■ EXERCISE
Reproduce the listing word for word, from its start through the line containing "Mark the region", including that line. Omit the pictures from your answer.

■ Region annotation items
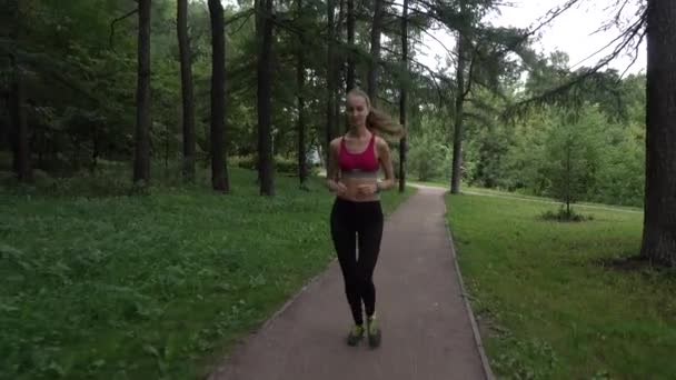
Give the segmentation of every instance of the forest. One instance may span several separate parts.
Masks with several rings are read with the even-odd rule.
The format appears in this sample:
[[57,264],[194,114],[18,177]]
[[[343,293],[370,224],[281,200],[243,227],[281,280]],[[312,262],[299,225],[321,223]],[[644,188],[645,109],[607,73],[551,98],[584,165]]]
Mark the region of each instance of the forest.
[[[162,297],[180,299],[187,289],[207,297],[208,280],[196,284],[189,278],[206,271],[205,279],[219,283],[226,274],[209,268],[227,267],[233,287],[240,289],[241,280],[251,294],[257,281],[272,281],[258,277],[268,268],[262,261],[248,268],[216,256],[201,256],[195,267],[158,261],[152,272],[129,272],[119,283],[110,273],[99,278],[98,268],[126,260],[106,251],[127,250],[119,246],[126,239],[138,242],[131,253],[149,249],[142,260],[152,264],[163,251],[142,240],[145,228],[162,229],[149,230],[165,239],[162,249],[183,247],[187,240],[180,239],[192,231],[206,239],[198,244],[206,252],[222,242],[207,236],[220,218],[270,210],[289,212],[298,223],[309,223],[302,210],[321,218],[327,147],[347,131],[346,93],[354,88],[405,127],[404,138],[385,137],[401,196],[411,183],[436,183],[451,196],[481,189],[554,199],[563,218],[576,217],[578,203],[639,209],[643,237],[633,256],[676,266],[676,7],[666,0],[617,0],[617,17],[597,27],[614,26],[620,33],[585,66],[574,66],[565,51],[538,51],[539,31],[584,1],[560,1],[531,27],[508,28],[488,21],[503,6],[498,0],[2,0],[0,273],[8,286],[0,291],[0,321],[19,332],[0,333],[0,356],[8,358],[0,359],[7,368],[0,378],[119,374],[118,364],[96,353],[80,360],[50,351],[57,343],[29,353],[31,334],[37,342],[72,339],[77,346],[98,331],[92,321],[103,318],[96,310],[105,302],[89,294],[87,304],[77,307],[82,310],[54,317],[54,331],[36,332],[49,324],[44,310],[59,304],[59,287],[77,284],[66,297],[76,302],[92,283],[100,284],[95,293],[117,302],[106,306],[116,310],[107,321],[115,327],[126,326],[120,321],[129,313],[151,323],[162,314]],[[627,14],[629,3],[635,13]],[[422,59],[425,41],[437,39],[439,30],[454,43],[439,42],[433,67]],[[646,70],[609,68],[620,54],[638,54],[642,42],[647,42]],[[299,200],[304,197],[309,203]],[[405,201],[387,197],[388,210]],[[118,200],[120,206],[107,203]],[[170,213],[177,202],[188,208],[179,213],[193,224],[173,237],[169,231],[186,227]],[[223,207],[223,214],[202,219],[207,204]],[[105,218],[101,224],[98,217]],[[59,230],[59,218],[72,218],[72,224]],[[115,242],[97,238],[112,237],[111,226],[133,218],[141,218],[140,224],[129,224]],[[285,221],[245,224],[218,227],[251,234],[240,242],[242,252],[262,249],[251,228],[270,231]],[[285,231],[270,239],[290,252]],[[270,303],[249,310],[238,303],[243,290],[228,296],[233,308],[250,311],[237,318],[252,318],[232,322],[232,322],[228,329],[256,326],[318,270],[307,262],[326,260],[330,250],[316,231],[310,227],[298,238],[299,247],[314,253],[302,259],[309,261],[289,259],[289,268],[305,269],[280,279],[287,282],[278,283]],[[52,249],[52,256],[40,253]],[[122,261],[115,261],[113,272],[126,271]],[[249,271],[241,279],[233,274],[240,269]],[[29,284],[33,274],[46,280]],[[172,286],[176,293],[168,290]],[[179,302],[176,310],[187,304]],[[19,310],[41,311],[32,324],[21,324]],[[218,311],[202,311],[195,331],[211,326],[213,333],[213,323],[205,321]],[[80,336],[70,323],[88,330]],[[185,357],[159,352],[151,341],[160,338],[146,338],[131,352],[157,362],[138,373],[185,374],[171,367]],[[213,339],[200,332],[190,339],[186,356],[212,353]]]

■ CORRECT RESULT
Give the segmentation of every instance of the forest. One instance may span several separate parts.
Masks with several rings are read with the even-odd rule.
The format appears in this sample:
[[57,264],[194,114],[18,177]]
[[[343,293],[370,224],[281,200],[243,227],[281,280]],[[312,262],[299,225],[321,223]],[[644,188],[645,109],[607,73],[551,98],[584,165]]]
Mark the region of each instance of the forest.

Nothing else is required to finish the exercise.